Task to carry out: Please continue the letter below to the SEC staff about the fund's registration statement, picking up right after its last sentence.

** Document segment follows **

U.S. Securities and Exchange Commission
100 F Street, N.E.
Washington, D.C. 20549
Attention: Sonny Oh
Re: | John Hancock Exchange-Traded Fund Trust (the “Registrant”) — File Nos. 333-183173 and 811- 22733; Amendment to Registration Statement on Form N-1A |
Dear Mr. Oh:
On behalf of the Registrant, I submit this letter in response to comments received by telephone on November 6, 2023, from the staff (the “Staff”) of the Securities and Exchange Commission (the “SEC”) with respect to Post-effective Amendment No. 58 under the Securities Act of 1933, as amended, and Amendment No. 61 under the Investment Company Act of 1940, as amended (the “1940 Act”), to the Registrant’s Registration Statement on Form N-1A, filed with the SEC on September 28, 2023, accession no. 0001193125-23-245621 (the “Registration Statement”) relating to the registration of John Hancock Disciplined Value International Select ETF (the “Fund”), a new series of the Registrant.
For convenience, I have set forth each comment below, followed by the Registrant’s response. Unless otherwise stated, capitalized terms have the same meaning as in the Registration Statement.

** End of Document segment **
** Data extract follows **

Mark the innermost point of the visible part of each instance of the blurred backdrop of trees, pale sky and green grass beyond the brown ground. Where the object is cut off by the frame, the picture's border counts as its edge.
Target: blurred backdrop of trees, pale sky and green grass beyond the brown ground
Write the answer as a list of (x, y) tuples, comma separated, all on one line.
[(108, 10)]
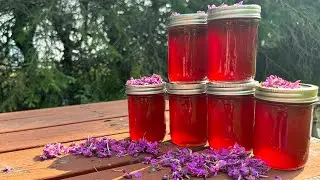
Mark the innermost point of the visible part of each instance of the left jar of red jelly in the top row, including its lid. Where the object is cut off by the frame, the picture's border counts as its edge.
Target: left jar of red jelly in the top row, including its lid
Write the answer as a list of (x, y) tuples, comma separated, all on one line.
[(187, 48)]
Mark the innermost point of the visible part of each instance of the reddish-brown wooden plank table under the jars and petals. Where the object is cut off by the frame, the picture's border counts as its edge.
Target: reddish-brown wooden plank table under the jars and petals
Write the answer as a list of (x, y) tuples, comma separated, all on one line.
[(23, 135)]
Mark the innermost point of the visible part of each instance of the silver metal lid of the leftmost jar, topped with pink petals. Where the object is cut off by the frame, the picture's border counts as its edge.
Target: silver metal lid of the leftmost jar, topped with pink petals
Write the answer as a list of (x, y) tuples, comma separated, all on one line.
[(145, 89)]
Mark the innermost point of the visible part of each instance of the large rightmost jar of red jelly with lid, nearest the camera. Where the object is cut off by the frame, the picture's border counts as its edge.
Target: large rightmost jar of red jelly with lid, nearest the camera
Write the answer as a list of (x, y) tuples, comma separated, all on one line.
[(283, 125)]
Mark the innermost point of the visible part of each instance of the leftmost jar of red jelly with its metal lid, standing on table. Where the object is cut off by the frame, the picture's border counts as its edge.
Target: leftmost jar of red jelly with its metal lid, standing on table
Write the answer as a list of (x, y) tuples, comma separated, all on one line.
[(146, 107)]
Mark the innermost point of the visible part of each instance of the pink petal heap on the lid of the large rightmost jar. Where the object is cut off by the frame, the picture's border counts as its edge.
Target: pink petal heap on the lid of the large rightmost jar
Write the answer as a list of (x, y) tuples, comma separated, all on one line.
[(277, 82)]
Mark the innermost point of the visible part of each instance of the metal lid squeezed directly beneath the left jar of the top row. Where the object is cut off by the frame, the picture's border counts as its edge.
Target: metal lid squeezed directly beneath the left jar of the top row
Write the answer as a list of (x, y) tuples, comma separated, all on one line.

** End of Data extract **

Output of the task:
General Comments
1. | Comment - The Staff reminds the Registrant that the company and its management are responsible for the accuracy and adequacy of its disclosures not withstanding any review, comments, action or absence of action by the Staff. Where a comment is made in one location it is applicable to all similar disclosures appearing elsewhere in the same registration statement. |
Response – The Registrant respectfully acknowledges the Staff’s comment.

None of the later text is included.